::: Source text

# Two lost kayaks on Shoshone



## EpicAdv (May 18, 2020)

Ran Shoshone this morning (5/17) and lost two kayaks:

Marbled Blue Jackson Karma
Black/Red Wave Sport Big EZ

Based on a few folks we talked to, sounded like they made it at least past No Name.

Thank you for any assistance in locating them!


----------



## Blade&Shaft (May 23, 2009)

sounds like an epic adventure


----------



## EpicAdv (May 18, 2020)

Indeed, it was that! Perhaps a bit more than bargained for!


----------



## cuzin (Oct 4, 2007)

Blade&Shaft said:


> sounds like an epic adventure


I see what you did there.


----------



## Blade&Shaft (May 23, 2009)

Let’s hear the story. It’s Mountain Buzz right?


----------



## okieboater (Oct 19, 2004)

Plus one for the story. No boating here in fly over country so any trip report is fun reading.


----------



## Blade&Shaft (May 23, 2009)

Guessing the boats are down in DeBeque Canyon by now...


----------



## EpicAdv (May 18, 2020)

Ok. Here's the story: 

I'm a fairly green paddler, only having done this a few years now. I had more or less successfully run Shoshone on Friday and Saturday. We were doing one last run before heading back home Sunday morning. 

The run started ominously with the back-strap of the experienced paddler I was with breaking. After a bit of a jury rig, we were underway trying to make a bit cleaner run than the previous days. One of my challenges seems to be slowing down. Even though I was trying to follow them for a line, I got out in front, successfully rolled and came up in front of a big bulge that I couldn't get out of the way of. Next thing I knew, I was getting thrashed pretty good in a hole and bailed out. The other kayak behind me now followed my bad line trying to save me, rolled, but without the back-strap and the sticky hole, couldn't roll back.

Both of our swims were uneventful and we were able to get to the bike path side pretty quickly. 

... not really that epic of story!


----------



## DidNotWinLottery (Mar 6, 2018)

Boooooo. If you lose 2 boats it should be way more epic a story.


----------

::::::

Written request:
Answer these from the forum thread about the kayaks lost on Shoshone above, one answer per line:
(a) What make and model was the marbled blue kayak?
(b) Where does Blade&Shaft guess the boats have ended up?
(c) To which side did the two paddlers get after their swims?

::: Data lines

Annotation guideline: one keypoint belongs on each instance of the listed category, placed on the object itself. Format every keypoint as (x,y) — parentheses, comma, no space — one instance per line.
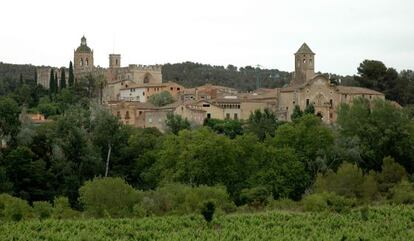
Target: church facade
(308,88)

::::::

Right answer:
(a) A Jackson Karma.
(b) Down in DeBeque Canyon.
(c) The bike path side.